_Set problem_:
Write out nothing but the lines from the one containing "find trumpetfish |" through the last line below, both included, and without the pictures.

☆ ☆ ☆

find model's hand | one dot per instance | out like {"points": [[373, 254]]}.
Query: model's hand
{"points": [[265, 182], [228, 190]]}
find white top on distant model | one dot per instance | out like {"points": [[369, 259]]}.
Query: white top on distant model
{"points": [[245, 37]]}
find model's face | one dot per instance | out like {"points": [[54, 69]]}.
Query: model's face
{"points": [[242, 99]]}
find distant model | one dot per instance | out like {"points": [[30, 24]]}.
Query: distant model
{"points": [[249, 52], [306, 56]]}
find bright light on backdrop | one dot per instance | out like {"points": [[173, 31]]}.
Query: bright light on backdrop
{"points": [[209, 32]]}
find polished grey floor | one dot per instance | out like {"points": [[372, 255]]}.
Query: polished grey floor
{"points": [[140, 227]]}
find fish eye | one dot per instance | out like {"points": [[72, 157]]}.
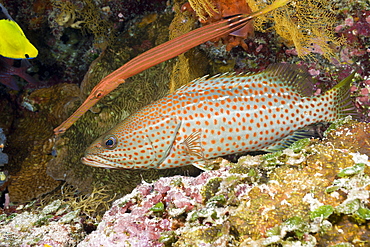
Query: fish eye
{"points": [[110, 142]]}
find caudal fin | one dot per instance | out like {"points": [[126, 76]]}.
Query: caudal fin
{"points": [[341, 100]]}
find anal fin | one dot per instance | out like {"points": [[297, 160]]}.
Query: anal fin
{"points": [[193, 146], [288, 140]]}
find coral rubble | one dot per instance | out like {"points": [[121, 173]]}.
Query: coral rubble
{"points": [[297, 197]]}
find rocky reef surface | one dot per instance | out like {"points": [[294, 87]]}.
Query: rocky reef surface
{"points": [[314, 193]]}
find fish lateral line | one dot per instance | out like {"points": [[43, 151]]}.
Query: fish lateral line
{"points": [[162, 53]]}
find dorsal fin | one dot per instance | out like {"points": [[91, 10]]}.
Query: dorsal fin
{"points": [[293, 76]]}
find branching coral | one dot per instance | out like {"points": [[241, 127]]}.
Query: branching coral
{"points": [[306, 25]]}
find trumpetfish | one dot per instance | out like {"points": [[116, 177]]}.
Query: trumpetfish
{"points": [[161, 53], [217, 116]]}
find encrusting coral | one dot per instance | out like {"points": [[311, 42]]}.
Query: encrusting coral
{"points": [[305, 25], [30, 145], [295, 197]]}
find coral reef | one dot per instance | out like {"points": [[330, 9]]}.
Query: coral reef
{"points": [[127, 98], [325, 184], [62, 218], [3, 156], [300, 196]]}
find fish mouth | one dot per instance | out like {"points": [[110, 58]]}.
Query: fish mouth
{"points": [[94, 163]]}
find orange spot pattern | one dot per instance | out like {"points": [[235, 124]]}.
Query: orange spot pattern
{"points": [[208, 118]]}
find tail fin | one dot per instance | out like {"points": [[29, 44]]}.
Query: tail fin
{"points": [[340, 98]]}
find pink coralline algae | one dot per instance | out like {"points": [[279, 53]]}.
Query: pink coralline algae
{"points": [[8, 70], [135, 220]]}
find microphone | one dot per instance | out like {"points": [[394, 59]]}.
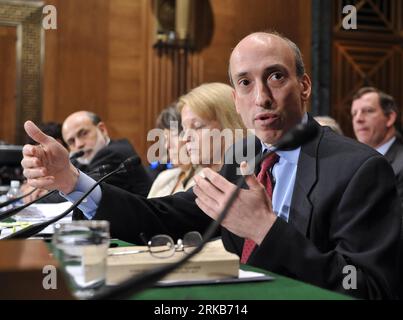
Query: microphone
{"points": [[31, 230], [76, 155], [296, 137], [13, 211], [10, 201]]}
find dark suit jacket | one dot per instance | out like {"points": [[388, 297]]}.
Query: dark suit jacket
{"points": [[395, 158], [138, 181], [344, 211]]}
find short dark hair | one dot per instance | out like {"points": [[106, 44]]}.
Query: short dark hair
{"points": [[299, 62], [386, 101], [170, 113]]}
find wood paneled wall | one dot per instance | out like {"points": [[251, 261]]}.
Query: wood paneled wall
{"points": [[8, 90], [101, 56]]}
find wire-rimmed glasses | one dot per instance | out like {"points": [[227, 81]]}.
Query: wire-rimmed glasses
{"points": [[163, 246]]}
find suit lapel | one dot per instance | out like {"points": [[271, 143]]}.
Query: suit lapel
{"points": [[306, 177]]}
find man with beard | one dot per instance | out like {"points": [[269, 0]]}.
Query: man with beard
{"points": [[84, 131]]}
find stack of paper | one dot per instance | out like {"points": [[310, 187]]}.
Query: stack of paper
{"points": [[35, 213], [213, 262]]}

☆ ☆ ☆

_In response_:
find trumpetfish | one dot per instance | out like {"points": [[116, 177]]}.
Query: trumpetfish
{"points": [[161, 53], [217, 116]]}
find encrusting coral | one dot per instance | out like {"points": [[311, 42]]}.
Query: encrusting coral
{"points": [[305, 25], [30, 145], [295, 197]]}
find coral reef | one dot per instance | out like {"points": [[330, 9]]}.
Query: coral reef
{"points": [[127, 98], [325, 184], [62, 218], [3, 156], [300, 196]]}
find fish mouth | one dot per instance | out like {"points": [[110, 58]]}.
Query: fish mouth
{"points": [[94, 163]]}
find orange spot pattern | one dot per instance | out like {"points": [[235, 124]]}.
Query: orange spot pattern
{"points": [[208, 118]]}
find tail fin | one dot per instance | out like {"points": [[29, 44]]}.
Query: tail fin
{"points": [[340, 98]]}
find pink coralline algae | one dot per instance | out like {"points": [[279, 53]]}.
Query: pink coralline algae
{"points": [[8, 70], [135, 220]]}
find microphone | one dot per instance | out like {"points": [[394, 59]]}.
Query: microphone
{"points": [[31, 230], [76, 155], [296, 137], [13, 211], [10, 201]]}
find dark suit jacket | one dot per instance | out like {"points": [[388, 297]]}.
Query: dark suit jacket
{"points": [[395, 158], [138, 181], [344, 211]]}
find short dark hair | one dot per instance | out like {"points": [[106, 44]]}.
Query: short dark hair
{"points": [[299, 62], [386, 101], [170, 113]]}
find wood paneled wall | one dot per instance | out like {"points": [[251, 261]]}.
Query: wood paneled wall
{"points": [[8, 90], [101, 56]]}
find wire-rimmed glasses | one dot per instance | out like {"points": [[227, 81]]}.
Query: wire-rimmed glasses
{"points": [[163, 246]]}
find suit lapel | one dot per instance | out like {"points": [[271, 143]]}.
Query: suit lapel
{"points": [[306, 177]]}
find man with beard | one dot per instance | out like {"points": [[269, 0]]}.
Query: man with beard
{"points": [[84, 131]]}
find stack of paper | one dot per instance | out like {"points": [[310, 187]]}.
Query: stack of paper
{"points": [[35, 213], [213, 262]]}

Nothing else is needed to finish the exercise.